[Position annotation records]
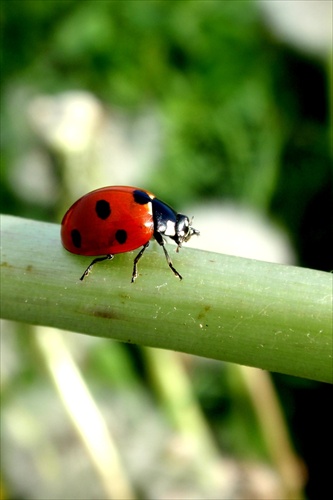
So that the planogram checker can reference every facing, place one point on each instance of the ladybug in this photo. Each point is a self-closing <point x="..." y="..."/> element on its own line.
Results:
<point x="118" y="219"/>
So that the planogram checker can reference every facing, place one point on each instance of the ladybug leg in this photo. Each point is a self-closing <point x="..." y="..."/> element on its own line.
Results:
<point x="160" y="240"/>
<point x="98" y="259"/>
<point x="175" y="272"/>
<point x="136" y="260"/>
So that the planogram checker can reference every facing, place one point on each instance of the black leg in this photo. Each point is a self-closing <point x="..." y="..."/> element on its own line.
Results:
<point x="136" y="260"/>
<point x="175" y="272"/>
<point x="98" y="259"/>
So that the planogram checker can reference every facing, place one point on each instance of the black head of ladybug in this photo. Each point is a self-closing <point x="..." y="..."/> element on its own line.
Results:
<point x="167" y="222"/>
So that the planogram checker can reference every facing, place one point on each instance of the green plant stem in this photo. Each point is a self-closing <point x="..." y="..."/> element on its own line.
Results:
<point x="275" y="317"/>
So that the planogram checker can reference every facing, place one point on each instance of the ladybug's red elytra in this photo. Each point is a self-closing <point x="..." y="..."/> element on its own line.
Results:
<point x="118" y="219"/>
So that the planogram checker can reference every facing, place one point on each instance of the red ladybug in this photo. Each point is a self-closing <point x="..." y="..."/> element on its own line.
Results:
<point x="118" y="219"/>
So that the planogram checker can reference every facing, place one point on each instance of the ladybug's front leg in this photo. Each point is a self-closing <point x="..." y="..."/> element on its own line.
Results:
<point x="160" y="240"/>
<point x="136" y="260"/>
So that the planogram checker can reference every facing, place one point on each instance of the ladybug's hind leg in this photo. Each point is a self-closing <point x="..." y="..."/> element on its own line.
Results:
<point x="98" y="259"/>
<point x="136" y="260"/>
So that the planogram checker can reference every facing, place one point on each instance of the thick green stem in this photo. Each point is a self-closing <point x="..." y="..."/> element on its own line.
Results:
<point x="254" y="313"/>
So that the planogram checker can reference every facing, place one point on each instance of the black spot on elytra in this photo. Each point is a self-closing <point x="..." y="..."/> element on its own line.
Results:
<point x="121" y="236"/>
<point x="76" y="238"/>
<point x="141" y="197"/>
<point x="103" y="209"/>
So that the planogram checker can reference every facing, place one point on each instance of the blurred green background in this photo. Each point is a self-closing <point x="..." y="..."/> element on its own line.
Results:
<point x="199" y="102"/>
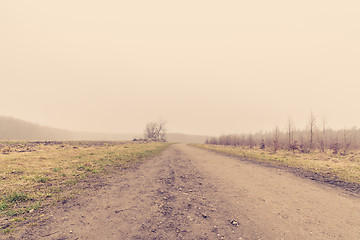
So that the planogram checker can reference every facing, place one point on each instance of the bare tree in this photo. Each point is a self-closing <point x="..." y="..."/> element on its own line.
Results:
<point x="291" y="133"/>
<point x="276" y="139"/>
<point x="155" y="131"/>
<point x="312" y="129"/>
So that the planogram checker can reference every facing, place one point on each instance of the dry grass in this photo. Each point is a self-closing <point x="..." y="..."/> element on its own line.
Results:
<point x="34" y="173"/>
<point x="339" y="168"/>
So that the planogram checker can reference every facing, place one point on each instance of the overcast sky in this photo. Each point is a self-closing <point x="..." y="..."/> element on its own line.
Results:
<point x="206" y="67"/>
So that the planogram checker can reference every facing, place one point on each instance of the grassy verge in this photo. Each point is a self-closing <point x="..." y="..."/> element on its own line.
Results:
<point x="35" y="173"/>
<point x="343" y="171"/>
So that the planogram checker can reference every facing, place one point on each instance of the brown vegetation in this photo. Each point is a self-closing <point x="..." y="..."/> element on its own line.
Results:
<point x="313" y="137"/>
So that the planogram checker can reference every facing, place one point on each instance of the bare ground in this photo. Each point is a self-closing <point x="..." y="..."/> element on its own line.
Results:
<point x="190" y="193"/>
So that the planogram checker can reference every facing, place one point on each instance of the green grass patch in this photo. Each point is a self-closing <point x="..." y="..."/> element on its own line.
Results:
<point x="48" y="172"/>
--
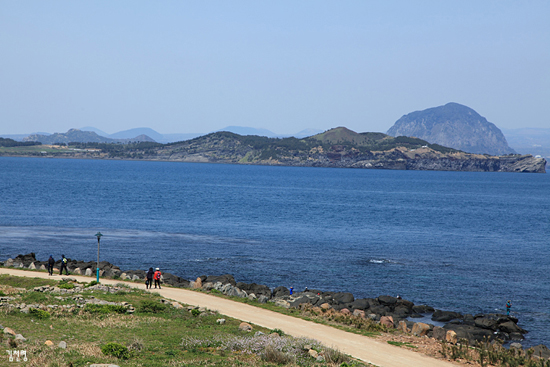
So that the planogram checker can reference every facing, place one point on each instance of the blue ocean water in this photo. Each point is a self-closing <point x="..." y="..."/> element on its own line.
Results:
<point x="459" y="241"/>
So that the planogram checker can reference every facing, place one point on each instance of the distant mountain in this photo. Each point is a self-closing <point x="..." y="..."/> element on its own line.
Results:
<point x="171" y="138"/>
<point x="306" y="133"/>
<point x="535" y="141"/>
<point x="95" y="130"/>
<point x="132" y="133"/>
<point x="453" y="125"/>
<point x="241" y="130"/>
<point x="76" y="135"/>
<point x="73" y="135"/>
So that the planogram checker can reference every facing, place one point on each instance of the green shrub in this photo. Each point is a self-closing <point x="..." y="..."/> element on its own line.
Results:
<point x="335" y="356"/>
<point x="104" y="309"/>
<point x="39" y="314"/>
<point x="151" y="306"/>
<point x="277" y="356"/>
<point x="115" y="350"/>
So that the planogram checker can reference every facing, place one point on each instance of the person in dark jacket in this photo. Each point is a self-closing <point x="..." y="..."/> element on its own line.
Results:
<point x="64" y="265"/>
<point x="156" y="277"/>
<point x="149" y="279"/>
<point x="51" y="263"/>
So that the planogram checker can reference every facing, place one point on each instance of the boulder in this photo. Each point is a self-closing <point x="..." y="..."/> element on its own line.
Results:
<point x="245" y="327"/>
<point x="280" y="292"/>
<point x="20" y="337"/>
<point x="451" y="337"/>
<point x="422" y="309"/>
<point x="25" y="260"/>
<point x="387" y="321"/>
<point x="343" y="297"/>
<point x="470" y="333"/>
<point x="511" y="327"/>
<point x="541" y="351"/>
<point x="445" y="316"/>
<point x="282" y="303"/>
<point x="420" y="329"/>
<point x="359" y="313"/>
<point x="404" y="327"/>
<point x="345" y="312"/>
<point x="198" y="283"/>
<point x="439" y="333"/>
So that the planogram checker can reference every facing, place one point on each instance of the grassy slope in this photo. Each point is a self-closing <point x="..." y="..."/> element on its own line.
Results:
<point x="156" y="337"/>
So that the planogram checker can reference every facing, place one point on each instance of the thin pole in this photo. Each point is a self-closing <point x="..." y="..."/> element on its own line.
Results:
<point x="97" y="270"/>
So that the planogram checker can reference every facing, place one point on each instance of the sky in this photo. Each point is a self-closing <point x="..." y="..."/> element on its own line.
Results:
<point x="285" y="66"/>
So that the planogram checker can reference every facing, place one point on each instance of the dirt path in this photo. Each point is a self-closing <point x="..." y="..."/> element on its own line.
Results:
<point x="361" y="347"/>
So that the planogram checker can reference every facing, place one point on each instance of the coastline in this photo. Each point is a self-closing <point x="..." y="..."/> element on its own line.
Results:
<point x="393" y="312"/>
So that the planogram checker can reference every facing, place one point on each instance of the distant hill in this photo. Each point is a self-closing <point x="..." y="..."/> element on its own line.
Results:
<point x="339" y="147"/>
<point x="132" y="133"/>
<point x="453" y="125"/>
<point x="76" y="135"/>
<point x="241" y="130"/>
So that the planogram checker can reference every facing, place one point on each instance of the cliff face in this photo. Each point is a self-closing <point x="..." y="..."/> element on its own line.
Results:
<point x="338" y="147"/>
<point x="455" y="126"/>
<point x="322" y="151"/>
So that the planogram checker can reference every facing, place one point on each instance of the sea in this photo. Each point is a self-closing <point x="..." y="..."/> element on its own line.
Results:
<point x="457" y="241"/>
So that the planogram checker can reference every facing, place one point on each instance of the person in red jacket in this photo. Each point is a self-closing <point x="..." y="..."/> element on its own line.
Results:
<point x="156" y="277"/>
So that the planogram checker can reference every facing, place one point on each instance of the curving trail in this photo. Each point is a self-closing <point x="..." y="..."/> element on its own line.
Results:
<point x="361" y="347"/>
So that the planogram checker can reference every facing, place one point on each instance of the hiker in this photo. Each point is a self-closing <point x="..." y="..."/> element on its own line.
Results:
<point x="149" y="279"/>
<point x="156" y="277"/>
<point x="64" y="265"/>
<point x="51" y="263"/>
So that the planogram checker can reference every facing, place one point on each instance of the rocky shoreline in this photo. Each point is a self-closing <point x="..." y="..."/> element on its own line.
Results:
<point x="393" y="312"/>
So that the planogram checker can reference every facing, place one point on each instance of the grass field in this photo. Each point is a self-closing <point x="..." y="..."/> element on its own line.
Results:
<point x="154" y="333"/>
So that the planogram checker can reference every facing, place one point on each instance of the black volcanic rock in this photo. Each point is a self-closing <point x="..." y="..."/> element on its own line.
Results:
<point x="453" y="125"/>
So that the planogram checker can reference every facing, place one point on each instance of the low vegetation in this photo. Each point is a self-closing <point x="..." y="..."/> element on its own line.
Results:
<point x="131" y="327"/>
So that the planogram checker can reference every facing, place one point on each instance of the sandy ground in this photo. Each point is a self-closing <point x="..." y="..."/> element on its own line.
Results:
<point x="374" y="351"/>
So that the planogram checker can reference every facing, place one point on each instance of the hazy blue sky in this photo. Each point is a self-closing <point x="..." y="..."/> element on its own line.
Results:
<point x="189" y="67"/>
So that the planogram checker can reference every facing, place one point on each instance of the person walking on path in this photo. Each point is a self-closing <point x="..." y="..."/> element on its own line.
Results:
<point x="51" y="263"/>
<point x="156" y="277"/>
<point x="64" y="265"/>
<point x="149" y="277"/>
* * *
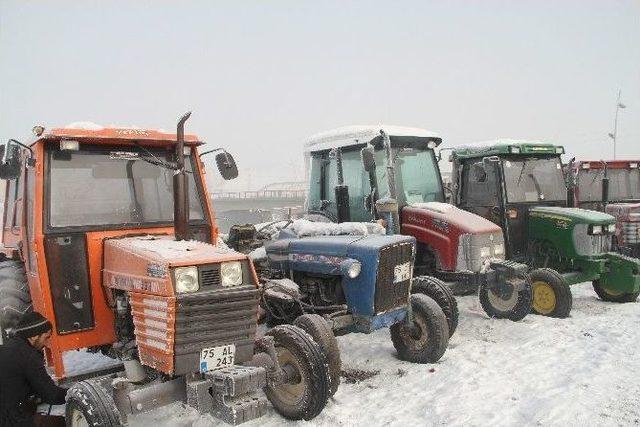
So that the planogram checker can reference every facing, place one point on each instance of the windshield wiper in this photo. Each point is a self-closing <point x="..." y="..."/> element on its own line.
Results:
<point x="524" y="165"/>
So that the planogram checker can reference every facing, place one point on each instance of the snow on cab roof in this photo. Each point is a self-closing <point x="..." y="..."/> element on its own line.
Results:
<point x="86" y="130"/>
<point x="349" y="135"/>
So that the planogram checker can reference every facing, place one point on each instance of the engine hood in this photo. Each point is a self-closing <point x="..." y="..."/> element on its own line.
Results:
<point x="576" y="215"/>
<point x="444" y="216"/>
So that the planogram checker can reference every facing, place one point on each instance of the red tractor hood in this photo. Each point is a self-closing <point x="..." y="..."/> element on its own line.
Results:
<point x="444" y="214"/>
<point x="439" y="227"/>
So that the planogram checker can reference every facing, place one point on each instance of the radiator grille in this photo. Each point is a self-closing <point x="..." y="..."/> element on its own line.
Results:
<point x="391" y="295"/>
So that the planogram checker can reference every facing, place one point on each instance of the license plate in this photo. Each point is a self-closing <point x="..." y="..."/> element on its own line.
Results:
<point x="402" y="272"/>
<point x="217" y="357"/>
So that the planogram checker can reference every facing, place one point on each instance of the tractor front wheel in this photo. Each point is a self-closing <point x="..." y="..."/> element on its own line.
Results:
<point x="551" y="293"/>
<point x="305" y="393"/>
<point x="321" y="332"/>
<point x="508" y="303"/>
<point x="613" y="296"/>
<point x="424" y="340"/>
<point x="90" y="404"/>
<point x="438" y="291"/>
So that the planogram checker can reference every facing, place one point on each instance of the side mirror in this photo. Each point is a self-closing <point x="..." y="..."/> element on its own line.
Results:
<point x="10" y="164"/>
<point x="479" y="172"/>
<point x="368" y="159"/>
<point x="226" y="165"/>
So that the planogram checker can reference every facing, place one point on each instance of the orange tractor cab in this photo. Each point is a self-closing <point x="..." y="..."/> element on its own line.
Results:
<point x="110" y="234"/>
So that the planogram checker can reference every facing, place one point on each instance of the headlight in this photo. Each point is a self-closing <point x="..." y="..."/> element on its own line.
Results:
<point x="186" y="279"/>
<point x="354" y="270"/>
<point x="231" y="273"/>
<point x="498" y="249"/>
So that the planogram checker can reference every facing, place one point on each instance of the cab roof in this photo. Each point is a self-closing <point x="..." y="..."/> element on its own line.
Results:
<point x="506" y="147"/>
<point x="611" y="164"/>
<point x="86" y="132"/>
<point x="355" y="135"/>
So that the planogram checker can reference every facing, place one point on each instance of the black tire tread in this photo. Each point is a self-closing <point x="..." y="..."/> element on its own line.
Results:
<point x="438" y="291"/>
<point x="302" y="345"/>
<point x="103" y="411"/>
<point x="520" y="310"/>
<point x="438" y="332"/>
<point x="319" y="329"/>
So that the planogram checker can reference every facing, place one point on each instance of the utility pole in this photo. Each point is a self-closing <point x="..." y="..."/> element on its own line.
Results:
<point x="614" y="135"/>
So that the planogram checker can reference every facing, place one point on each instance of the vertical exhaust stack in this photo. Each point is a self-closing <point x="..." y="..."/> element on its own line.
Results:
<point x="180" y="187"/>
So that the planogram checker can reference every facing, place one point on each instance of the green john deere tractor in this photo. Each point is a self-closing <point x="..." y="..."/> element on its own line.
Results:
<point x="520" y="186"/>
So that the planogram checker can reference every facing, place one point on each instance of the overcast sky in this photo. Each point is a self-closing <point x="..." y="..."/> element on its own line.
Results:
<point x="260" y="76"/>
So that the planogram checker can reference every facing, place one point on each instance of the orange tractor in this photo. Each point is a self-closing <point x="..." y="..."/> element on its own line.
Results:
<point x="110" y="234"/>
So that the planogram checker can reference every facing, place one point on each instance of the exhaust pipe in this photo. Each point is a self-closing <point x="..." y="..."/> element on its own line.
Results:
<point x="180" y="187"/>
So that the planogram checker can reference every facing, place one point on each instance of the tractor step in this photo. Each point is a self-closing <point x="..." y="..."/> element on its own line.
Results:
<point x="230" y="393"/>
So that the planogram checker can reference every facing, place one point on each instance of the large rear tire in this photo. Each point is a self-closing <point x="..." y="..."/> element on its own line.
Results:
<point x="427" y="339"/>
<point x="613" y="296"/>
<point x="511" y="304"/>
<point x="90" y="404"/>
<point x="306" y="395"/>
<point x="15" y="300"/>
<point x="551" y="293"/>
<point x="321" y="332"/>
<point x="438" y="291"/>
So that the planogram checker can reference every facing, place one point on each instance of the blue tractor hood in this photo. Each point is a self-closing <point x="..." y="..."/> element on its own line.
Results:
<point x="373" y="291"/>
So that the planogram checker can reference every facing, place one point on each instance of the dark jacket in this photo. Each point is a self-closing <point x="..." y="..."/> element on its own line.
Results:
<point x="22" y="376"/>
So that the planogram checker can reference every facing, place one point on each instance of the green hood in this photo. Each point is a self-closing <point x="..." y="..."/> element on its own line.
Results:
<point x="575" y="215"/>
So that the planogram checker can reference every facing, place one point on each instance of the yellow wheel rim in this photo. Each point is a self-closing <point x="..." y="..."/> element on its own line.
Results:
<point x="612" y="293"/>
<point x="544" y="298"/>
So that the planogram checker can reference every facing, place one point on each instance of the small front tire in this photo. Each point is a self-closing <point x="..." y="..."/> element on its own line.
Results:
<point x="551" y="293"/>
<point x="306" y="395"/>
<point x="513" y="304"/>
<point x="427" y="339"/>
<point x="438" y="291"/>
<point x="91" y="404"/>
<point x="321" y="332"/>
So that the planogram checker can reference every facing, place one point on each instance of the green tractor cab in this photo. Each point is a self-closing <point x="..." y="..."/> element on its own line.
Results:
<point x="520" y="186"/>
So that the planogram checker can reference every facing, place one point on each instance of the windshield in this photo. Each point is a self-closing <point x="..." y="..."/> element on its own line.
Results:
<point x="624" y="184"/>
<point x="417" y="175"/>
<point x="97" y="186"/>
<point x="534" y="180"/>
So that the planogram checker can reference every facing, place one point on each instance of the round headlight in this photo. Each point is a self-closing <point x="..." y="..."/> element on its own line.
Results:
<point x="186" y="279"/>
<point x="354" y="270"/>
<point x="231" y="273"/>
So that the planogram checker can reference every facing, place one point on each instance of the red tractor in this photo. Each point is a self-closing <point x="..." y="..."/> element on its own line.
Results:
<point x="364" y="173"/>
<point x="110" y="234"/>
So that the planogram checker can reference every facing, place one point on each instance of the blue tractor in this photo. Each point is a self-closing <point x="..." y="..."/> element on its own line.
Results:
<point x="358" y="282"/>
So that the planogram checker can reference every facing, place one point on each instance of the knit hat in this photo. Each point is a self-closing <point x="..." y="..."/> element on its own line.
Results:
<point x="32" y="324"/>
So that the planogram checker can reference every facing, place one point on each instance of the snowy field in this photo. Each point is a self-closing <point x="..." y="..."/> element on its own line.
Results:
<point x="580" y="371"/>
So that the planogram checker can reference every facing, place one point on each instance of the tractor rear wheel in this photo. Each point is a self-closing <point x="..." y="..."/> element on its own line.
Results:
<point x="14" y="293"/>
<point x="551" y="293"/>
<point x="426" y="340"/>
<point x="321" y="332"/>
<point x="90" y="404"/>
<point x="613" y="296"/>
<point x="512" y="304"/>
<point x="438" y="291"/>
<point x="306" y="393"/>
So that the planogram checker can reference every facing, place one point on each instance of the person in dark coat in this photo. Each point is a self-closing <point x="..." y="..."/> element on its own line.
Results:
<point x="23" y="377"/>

**TASK DETAILS:** Identify and copy out every line in the data above that contains the word "windshield".

**OUTPUT OF THE TASK:**
So that the planogram checker can reference every facing, place one point on each instance of the windshield wiper in this photo. Each point is a self-closing <point x="..." y="..."/> element on its own line.
So that the planogram checker can reference every facing, place one point on each instance of the windshield in this photo. Each point is a self-closing <point x="..." y="..."/> element on its own line.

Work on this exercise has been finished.